## Start

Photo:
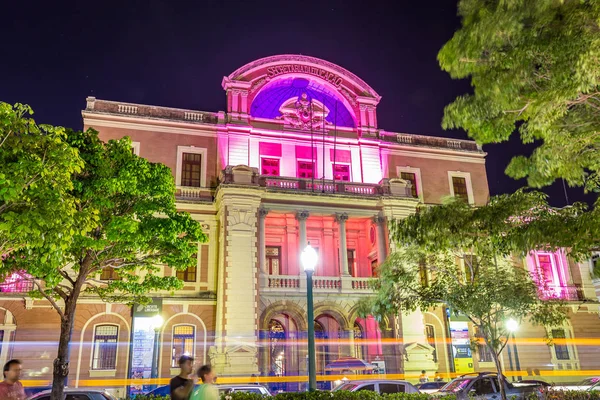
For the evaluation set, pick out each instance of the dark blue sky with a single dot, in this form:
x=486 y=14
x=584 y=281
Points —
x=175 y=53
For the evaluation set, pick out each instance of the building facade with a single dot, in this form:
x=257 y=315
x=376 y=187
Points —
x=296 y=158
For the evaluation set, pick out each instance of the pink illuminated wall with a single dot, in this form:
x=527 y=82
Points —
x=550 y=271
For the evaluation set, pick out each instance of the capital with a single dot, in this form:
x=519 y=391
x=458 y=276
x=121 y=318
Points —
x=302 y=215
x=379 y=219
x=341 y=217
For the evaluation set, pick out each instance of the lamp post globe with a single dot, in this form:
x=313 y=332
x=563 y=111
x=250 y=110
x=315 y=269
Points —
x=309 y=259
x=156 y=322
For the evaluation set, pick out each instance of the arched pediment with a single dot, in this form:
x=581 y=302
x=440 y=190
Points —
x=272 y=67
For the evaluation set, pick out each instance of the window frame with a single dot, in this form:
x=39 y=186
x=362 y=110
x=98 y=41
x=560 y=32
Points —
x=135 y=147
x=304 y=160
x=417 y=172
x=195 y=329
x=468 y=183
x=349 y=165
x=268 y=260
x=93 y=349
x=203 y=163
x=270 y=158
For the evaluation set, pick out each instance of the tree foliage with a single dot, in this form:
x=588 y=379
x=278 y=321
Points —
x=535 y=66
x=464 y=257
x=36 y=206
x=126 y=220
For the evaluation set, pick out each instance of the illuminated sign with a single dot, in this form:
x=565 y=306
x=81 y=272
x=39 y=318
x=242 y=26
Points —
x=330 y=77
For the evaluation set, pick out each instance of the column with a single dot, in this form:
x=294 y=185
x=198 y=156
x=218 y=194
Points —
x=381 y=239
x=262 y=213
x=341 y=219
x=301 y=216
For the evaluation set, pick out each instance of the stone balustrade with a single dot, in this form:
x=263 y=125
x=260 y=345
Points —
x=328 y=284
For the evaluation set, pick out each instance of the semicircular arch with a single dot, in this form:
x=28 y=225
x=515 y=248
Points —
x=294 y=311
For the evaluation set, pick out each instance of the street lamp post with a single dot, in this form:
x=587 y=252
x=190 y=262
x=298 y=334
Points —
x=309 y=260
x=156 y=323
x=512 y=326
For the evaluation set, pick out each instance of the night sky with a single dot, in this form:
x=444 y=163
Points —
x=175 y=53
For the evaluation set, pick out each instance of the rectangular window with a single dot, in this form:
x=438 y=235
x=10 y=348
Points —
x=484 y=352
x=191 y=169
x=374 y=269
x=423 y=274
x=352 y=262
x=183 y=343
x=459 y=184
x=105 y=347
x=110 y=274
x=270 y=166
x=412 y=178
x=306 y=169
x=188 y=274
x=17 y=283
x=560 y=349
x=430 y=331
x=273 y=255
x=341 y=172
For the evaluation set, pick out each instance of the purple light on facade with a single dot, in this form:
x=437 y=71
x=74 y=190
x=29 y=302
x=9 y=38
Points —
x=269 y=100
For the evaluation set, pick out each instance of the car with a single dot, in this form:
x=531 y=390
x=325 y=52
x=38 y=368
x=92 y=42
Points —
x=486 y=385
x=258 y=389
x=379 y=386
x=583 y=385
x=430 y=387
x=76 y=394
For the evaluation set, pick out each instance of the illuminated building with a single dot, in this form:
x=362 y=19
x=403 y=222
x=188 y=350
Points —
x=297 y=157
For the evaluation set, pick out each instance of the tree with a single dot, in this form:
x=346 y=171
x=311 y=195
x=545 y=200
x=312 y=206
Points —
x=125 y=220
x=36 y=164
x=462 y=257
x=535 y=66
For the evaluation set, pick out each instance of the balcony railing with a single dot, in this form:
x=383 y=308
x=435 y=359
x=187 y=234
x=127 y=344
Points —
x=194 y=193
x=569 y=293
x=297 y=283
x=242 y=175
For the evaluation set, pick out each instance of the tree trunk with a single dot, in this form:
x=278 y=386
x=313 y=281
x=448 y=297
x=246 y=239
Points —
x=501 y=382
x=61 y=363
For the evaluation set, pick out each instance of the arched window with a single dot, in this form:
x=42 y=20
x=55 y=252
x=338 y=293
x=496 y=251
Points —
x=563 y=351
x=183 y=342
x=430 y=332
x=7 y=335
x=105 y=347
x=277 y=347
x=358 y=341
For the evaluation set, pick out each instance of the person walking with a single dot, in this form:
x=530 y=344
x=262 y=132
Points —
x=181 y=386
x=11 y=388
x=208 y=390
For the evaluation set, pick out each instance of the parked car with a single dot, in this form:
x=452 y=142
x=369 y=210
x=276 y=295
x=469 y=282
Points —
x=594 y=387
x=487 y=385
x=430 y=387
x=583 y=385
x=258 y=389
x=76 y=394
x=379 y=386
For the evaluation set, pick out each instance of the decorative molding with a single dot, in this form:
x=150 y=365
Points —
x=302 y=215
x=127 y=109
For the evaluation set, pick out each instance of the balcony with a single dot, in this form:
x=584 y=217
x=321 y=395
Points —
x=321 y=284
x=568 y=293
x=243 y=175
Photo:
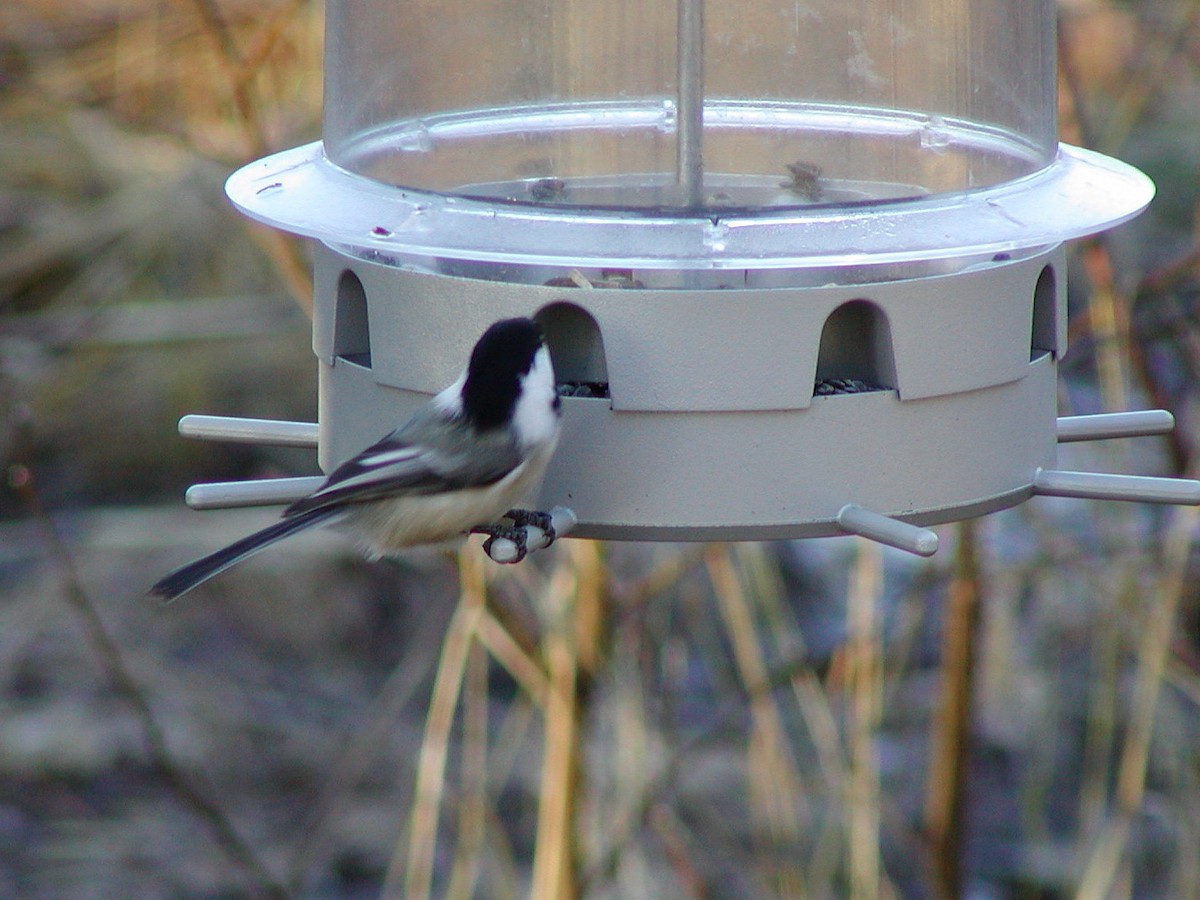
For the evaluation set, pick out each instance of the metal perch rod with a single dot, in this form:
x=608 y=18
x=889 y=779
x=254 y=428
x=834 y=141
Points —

## End

Write out the whole listing above word for word, but leave out the pictures.

Photo:
For the evaluation set, pick out each instance of the dark blue sky with a single dot, in this form:
x=486 y=14
x=584 y=281
Points —
x=175 y=53
For the evaluation set, pick out each instance of the building facade with a single dot, in this form:
x=257 y=315
x=376 y=187
Points —
x=296 y=158
For the evaluation set, pick out each instance of the pink illuminated wall with a single dot, in this form:
x=527 y=82
Points —
x=550 y=271
For the evaluation set, pick out each instance of the capital with a single dot, in this form:
x=519 y=391
x=458 y=276
x=121 y=318
Points —
x=302 y=215
x=379 y=219
x=341 y=217
For the evaluation set, pick out each instance of the lamp post globe with a single dot, in this form:
x=313 y=332
x=563 y=111
x=250 y=110
x=315 y=269
Points —
x=309 y=259
x=156 y=322
For the evaluation set, pick out each instance of the arched pediment with a single dot, in this form:
x=581 y=302
x=440 y=190
Points —
x=272 y=67
For the evaluation set, pick out each instance of the window frame with a single dot, in this form:
x=39 y=186
x=362 y=110
x=98 y=41
x=560 y=32
Points —
x=135 y=147
x=304 y=160
x=417 y=172
x=195 y=329
x=468 y=183
x=349 y=165
x=268 y=260
x=93 y=349
x=203 y=163
x=270 y=158
For the evaluation set, pick out each instance of the tree foliage with a single dot, in this form:
x=588 y=379
x=278 y=321
Points —
x=535 y=66
x=464 y=257
x=36 y=206
x=126 y=220
For the evaluation set, pick out each instance of the illuminated sign with a single dot, in this form:
x=565 y=306
x=81 y=272
x=39 y=318
x=242 y=26
Points —
x=330 y=77
For the evaluation set, pick out each instance of the column with a single dot, in this form:
x=294 y=185
x=198 y=156
x=218 y=194
Points —
x=381 y=239
x=262 y=213
x=341 y=219
x=301 y=216
For the evaluation set, pick out each instance of the stone balustrade with a single dot, in this form:
x=263 y=125
x=260 y=345
Points —
x=328 y=284
For the evaluation set, pick out each instance of the semicircular arch with a single dot, in this form:
x=28 y=225
x=515 y=248
Points —
x=294 y=311
For the evaluation set, pick out each instance of the street lamp post with a single dot, in this form:
x=587 y=252
x=190 y=262
x=298 y=334
Points —
x=309 y=260
x=156 y=323
x=512 y=326
For the evaluation set, pick out each instance of the night sky with a single dot, in this form:
x=444 y=163
Points —
x=175 y=53
For the evaluation set, pick out each instance of the rectangular window with a single dot, in this form:
x=438 y=235
x=10 y=348
Points —
x=484 y=352
x=191 y=169
x=374 y=269
x=423 y=274
x=352 y=262
x=183 y=343
x=459 y=184
x=105 y=347
x=110 y=274
x=270 y=166
x=412 y=178
x=306 y=169
x=188 y=274
x=17 y=283
x=560 y=349
x=430 y=331
x=273 y=255
x=341 y=172
For the evaluation set, pick out each instance of the purple light on facade with a single dot, in this form:
x=437 y=71
x=74 y=190
x=29 y=302
x=9 y=38
Points —
x=269 y=100
For the evaluation set, pick out each instance of the car with a single dot, in this form:
x=531 y=390
x=325 y=52
x=38 y=368
x=92 y=42
Points —
x=486 y=385
x=258 y=389
x=379 y=386
x=583 y=385
x=430 y=387
x=76 y=394
For the evaluation set, pick out each instance of the illuminated building with a single dot, in this form:
x=362 y=19
x=403 y=222
x=188 y=350
Points —
x=297 y=157
For the evaluation set, pick out each instance of the tree with a single dot, in this form:
x=346 y=171
x=311 y=195
x=545 y=200
x=312 y=206
Points —
x=125 y=220
x=36 y=164
x=462 y=257
x=535 y=66
For the evaluation set, pick out each instance of the balcony railing with a single dot, in this form:
x=383 y=308
x=435 y=359
x=187 y=234
x=127 y=344
Points —
x=194 y=193
x=569 y=293
x=297 y=283
x=242 y=175
For the evaluation set, pick out each instance of the tree trunk with a single dot, in this form:
x=278 y=386
x=313 y=281
x=448 y=297
x=246 y=239
Points —
x=501 y=382
x=61 y=363
For the evaluation set, pick out each instance of the arched window with a single dot, in this form:
x=42 y=20
x=55 y=252
x=338 y=293
x=496 y=251
Points —
x=563 y=351
x=183 y=342
x=430 y=332
x=7 y=335
x=105 y=347
x=277 y=347
x=358 y=341
For the evaluation set, pick out each instance of the person walking with a single dot, in this form:
x=530 y=344
x=262 y=132
Points —
x=181 y=386
x=11 y=388
x=208 y=390
For the evaluation set, pick out each instance of the parked car with a single dot, in this form:
x=452 y=142
x=369 y=210
x=276 y=295
x=469 y=282
Points —
x=594 y=387
x=487 y=385
x=430 y=387
x=583 y=385
x=258 y=389
x=76 y=394
x=379 y=386
For the evaluation set, pick out each instance of the decorative molding with a single dot, in this form:
x=150 y=365
Points —
x=302 y=215
x=127 y=109
For the evaluation set, pick out each instance of the balcony with a single dot, in this form:
x=584 y=217
x=321 y=395
Points —
x=321 y=284
x=568 y=293
x=243 y=175
Photo:
For the evaluation set, pick out each instance of the metal perch rod with a single dot, in this form:
x=608 y=18
x=889 y=779
x=254 y=428
x=834 y=141
Points —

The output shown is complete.